_Given entries_

-*-

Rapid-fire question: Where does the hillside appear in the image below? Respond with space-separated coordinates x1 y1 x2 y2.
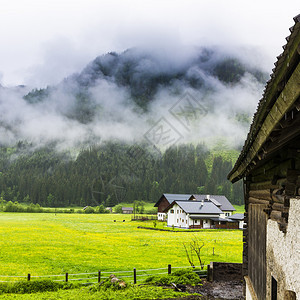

-*-

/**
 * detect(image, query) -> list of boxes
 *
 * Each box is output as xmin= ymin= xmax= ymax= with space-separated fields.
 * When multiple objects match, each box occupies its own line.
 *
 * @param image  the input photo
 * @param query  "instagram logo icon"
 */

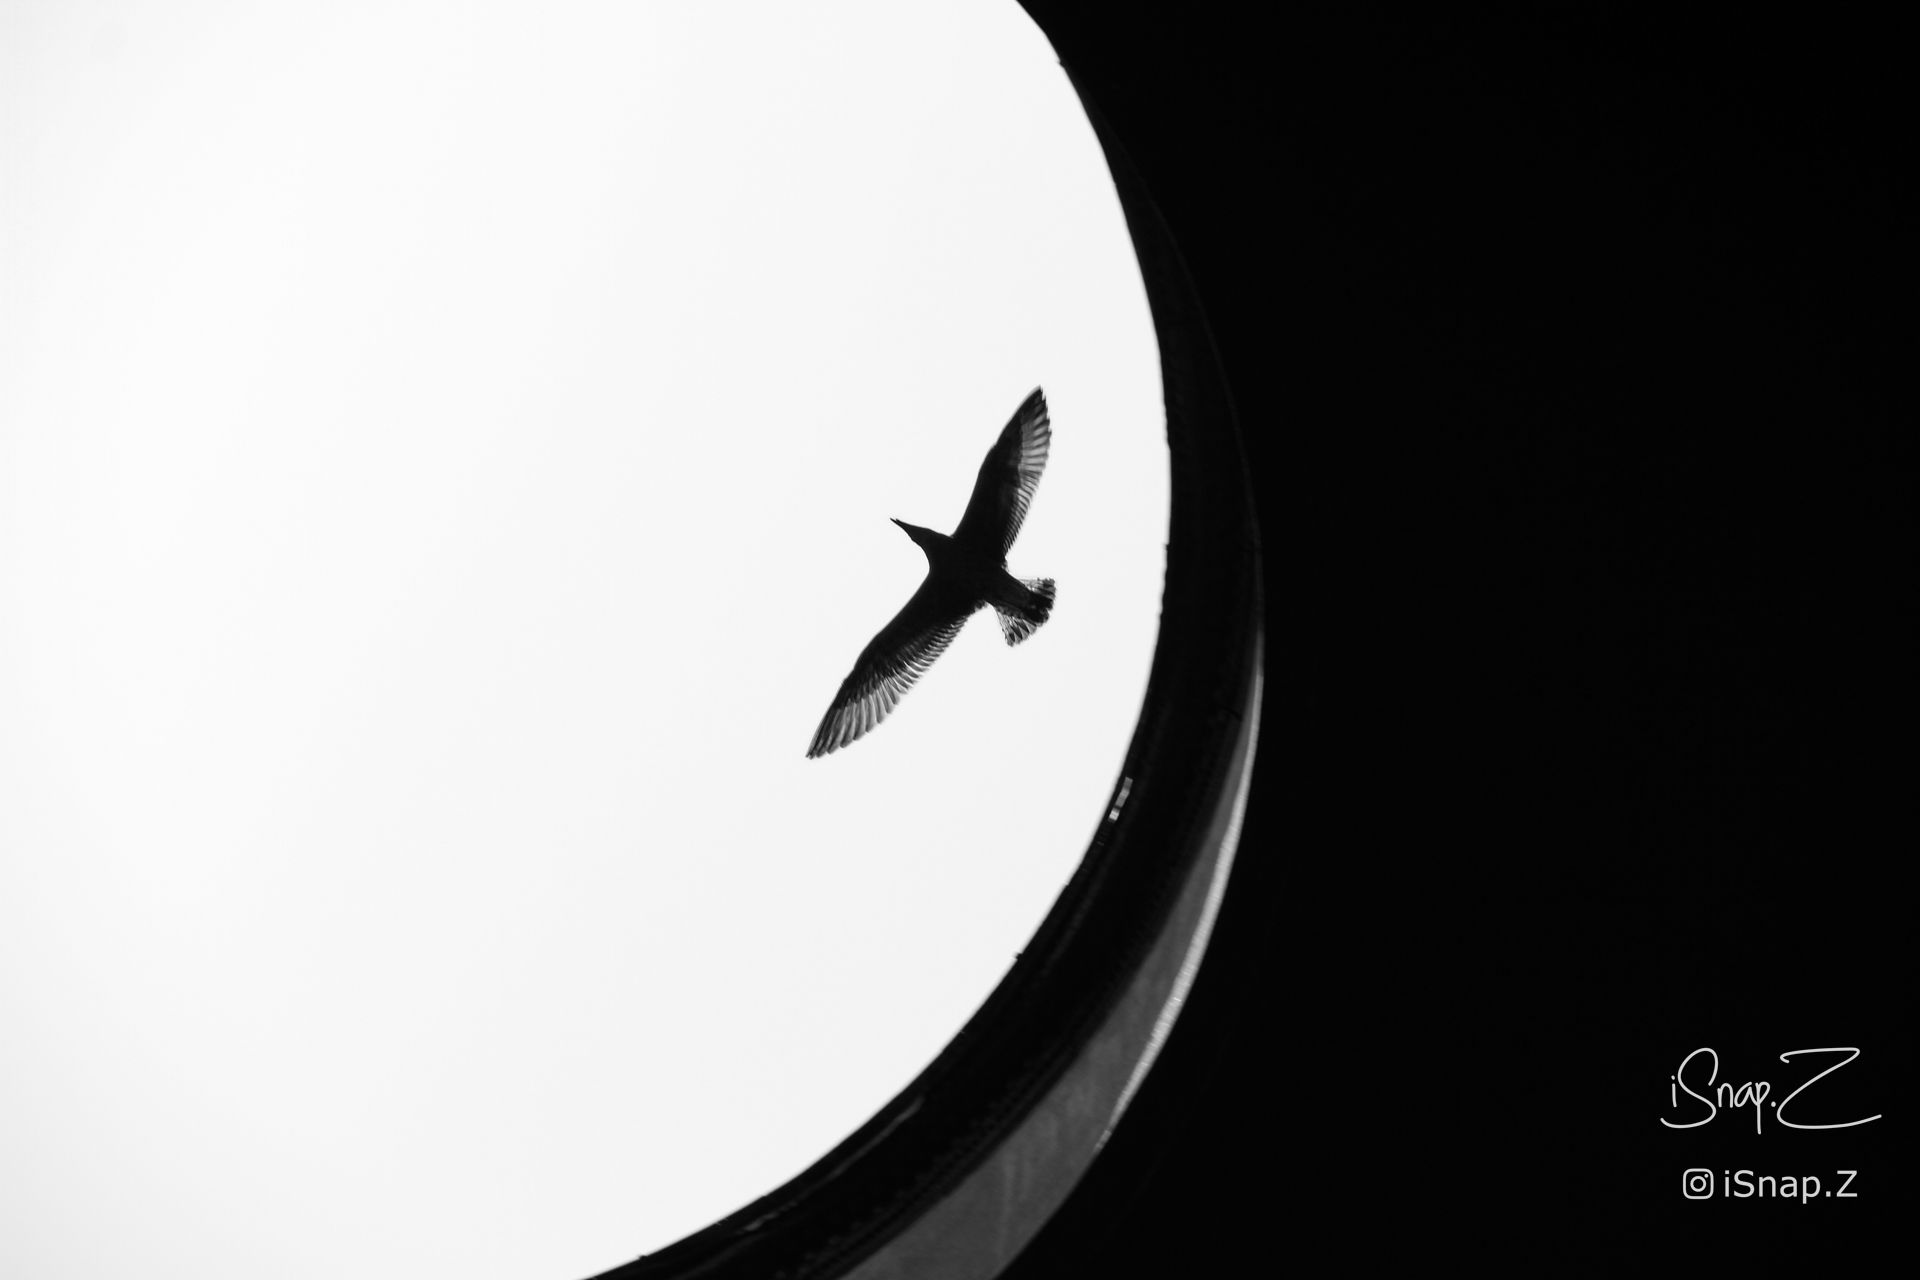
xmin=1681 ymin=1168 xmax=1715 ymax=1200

-*-

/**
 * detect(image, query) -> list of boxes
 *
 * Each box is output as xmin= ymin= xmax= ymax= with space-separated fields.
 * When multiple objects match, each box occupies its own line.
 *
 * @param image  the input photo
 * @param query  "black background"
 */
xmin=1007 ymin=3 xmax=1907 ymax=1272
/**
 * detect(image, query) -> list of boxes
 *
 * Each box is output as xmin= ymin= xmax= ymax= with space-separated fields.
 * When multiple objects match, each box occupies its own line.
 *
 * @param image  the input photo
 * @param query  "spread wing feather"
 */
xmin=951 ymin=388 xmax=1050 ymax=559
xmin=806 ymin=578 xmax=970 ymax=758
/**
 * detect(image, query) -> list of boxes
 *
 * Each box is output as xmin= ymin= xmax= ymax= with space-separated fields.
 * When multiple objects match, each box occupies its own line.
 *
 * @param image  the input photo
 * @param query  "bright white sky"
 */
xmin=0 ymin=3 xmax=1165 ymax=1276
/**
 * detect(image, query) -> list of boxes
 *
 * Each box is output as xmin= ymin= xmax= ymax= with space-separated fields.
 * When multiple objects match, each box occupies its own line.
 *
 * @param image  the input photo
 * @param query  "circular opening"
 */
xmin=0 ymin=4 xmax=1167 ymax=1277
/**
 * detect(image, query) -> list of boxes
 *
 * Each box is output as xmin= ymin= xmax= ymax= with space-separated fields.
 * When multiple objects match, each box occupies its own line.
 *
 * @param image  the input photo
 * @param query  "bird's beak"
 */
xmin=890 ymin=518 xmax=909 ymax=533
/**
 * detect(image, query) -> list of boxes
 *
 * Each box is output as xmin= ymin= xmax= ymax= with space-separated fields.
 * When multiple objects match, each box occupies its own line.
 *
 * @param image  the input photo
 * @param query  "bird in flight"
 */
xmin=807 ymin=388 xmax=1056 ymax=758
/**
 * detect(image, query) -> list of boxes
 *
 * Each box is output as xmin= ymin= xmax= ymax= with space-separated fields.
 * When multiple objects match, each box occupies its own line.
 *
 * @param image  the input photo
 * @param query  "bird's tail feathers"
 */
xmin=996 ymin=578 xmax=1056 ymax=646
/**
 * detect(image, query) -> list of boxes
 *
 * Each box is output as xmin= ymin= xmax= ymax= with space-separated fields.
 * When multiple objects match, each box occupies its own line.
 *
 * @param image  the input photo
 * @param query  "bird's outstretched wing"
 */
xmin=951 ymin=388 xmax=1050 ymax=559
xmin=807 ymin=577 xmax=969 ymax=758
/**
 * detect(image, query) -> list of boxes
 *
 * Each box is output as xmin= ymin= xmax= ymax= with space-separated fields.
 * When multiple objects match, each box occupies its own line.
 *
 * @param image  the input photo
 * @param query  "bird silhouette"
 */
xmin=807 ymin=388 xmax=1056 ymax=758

-*-

_Task item_
Wherever the string "bird" appears in the records above, copy the line it sits in.

_Result of this exercise_
 * @param query  "bird's beak"
 * @param query  "bird in flight"
 * @param query  "bird's tail feathers"
 * @param query  "bird's outstretched wing"
 * @param query  "bird silhouette"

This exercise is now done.